## [REQUIREMENT]
Identify every line in the records below that contains the string "hand", and copy each such line in full.

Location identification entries
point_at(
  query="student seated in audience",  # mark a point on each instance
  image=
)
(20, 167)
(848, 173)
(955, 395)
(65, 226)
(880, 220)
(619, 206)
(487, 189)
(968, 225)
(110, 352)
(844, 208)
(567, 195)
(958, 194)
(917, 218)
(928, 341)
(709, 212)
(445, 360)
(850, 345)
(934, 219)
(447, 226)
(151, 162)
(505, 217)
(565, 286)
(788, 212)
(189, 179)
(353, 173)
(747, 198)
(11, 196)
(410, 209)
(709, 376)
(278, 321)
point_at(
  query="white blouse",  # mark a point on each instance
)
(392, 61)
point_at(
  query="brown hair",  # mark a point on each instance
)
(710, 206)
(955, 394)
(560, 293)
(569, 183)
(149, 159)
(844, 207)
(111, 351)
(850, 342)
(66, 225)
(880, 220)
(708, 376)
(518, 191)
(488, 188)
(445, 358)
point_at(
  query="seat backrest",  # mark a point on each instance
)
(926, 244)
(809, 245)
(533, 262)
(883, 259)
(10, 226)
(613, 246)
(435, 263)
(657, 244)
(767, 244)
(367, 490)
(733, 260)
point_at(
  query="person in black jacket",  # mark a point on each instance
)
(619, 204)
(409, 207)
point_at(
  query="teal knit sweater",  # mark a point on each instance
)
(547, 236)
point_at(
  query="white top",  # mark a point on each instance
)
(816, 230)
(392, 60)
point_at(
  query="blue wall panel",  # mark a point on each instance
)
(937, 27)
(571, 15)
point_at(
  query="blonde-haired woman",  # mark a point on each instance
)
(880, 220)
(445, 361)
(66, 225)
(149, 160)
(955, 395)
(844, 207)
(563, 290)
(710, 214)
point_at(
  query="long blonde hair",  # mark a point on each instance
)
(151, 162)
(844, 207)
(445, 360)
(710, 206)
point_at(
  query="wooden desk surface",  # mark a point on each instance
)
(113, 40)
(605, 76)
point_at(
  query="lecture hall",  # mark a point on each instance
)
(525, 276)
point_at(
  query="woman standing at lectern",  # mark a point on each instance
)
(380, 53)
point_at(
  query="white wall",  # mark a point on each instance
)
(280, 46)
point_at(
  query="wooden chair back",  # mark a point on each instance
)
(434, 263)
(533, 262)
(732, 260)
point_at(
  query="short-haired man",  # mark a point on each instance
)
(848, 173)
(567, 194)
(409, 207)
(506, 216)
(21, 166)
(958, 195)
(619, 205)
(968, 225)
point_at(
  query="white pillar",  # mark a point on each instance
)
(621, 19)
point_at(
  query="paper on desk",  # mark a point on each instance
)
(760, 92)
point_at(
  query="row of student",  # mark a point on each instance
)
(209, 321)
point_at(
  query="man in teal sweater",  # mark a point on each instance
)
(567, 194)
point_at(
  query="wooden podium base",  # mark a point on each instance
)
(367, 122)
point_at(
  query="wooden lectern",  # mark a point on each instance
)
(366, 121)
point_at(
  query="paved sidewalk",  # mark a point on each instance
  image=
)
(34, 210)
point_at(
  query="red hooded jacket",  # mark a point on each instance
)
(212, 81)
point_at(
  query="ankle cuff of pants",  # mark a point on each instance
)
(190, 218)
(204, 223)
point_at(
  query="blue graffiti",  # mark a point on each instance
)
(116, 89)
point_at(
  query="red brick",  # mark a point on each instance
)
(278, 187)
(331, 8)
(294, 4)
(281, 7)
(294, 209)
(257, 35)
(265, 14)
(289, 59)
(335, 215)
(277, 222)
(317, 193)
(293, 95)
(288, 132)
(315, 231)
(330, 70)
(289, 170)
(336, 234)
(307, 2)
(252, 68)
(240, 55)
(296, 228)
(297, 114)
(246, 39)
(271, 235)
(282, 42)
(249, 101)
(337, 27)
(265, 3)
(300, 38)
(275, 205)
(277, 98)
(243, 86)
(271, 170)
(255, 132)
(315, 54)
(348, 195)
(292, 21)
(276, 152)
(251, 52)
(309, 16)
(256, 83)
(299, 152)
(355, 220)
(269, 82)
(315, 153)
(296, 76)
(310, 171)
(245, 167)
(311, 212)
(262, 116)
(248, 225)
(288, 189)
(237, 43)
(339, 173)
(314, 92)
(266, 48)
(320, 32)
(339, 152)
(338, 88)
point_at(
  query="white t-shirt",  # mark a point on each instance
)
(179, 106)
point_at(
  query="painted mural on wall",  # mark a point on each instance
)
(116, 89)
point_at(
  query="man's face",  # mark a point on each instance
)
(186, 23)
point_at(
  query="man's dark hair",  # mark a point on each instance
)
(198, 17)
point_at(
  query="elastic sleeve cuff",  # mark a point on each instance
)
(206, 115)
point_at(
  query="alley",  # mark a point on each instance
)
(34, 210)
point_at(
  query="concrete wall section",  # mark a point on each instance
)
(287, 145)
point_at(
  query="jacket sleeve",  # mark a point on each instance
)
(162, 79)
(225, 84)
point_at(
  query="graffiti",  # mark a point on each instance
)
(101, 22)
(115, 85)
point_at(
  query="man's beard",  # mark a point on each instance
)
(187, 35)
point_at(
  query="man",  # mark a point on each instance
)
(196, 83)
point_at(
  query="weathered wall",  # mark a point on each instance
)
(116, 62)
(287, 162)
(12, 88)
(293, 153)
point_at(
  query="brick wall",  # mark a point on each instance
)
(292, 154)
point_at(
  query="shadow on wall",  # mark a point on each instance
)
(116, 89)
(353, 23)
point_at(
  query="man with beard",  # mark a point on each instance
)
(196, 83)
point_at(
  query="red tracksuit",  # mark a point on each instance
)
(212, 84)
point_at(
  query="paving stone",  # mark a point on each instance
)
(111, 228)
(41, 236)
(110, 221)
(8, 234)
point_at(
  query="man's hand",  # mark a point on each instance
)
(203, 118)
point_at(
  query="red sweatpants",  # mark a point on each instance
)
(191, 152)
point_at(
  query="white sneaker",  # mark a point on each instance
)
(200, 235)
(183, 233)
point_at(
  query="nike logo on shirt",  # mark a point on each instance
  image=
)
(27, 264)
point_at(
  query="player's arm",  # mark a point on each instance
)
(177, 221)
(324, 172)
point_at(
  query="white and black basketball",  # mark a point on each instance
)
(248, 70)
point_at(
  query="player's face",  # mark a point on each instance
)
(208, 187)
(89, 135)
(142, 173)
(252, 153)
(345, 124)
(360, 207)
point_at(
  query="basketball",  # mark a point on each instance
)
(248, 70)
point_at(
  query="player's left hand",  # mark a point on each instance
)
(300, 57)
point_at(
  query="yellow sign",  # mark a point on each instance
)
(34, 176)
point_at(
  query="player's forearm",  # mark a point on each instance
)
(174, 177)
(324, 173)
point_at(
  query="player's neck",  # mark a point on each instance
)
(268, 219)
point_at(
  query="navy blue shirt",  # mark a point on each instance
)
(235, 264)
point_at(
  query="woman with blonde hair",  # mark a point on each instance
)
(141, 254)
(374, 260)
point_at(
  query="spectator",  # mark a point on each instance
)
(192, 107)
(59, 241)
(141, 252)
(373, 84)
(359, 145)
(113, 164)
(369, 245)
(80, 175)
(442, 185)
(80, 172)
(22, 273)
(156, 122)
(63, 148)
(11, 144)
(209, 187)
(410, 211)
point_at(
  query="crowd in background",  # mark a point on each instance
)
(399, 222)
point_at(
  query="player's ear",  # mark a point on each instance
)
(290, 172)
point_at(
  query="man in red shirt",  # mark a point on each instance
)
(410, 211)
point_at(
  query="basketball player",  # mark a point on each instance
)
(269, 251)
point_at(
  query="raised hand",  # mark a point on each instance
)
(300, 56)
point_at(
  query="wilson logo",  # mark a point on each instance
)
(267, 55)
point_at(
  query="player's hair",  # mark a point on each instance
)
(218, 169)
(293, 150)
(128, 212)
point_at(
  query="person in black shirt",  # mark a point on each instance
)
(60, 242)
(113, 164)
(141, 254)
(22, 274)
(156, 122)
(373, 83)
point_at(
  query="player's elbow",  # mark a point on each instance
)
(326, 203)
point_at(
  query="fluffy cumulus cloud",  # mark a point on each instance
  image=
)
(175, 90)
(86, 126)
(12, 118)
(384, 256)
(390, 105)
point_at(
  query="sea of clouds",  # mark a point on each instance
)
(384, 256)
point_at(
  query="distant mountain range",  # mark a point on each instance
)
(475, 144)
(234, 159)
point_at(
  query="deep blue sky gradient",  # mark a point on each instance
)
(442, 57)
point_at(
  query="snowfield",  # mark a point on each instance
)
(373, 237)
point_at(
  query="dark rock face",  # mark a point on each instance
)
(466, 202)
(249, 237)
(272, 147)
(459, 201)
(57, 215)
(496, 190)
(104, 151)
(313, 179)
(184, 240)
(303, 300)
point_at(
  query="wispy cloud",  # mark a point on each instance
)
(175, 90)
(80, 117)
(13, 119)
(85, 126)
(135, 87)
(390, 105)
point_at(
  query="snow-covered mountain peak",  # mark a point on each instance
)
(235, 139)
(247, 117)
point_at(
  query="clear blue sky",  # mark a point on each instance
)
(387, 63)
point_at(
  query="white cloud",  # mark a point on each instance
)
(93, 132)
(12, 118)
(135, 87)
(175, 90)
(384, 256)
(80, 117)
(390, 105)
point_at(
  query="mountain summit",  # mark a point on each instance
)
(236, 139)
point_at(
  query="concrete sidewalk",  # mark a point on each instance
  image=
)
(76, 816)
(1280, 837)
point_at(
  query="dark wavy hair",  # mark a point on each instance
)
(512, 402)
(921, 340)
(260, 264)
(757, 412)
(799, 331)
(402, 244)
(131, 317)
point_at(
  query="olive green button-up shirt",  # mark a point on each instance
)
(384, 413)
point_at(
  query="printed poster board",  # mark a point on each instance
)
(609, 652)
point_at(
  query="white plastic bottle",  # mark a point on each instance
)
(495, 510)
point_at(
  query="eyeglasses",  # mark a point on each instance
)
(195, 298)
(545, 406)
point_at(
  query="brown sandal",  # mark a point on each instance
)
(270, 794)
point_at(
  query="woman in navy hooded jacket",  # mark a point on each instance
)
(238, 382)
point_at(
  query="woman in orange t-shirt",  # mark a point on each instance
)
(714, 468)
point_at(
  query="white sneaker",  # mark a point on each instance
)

## [FULL SOLUTION]
  query="man's hand",  # mark a point on each instance
  query="player's left hand",  # mark a point on each instance
  query="raised hand",  # mark a point on each instance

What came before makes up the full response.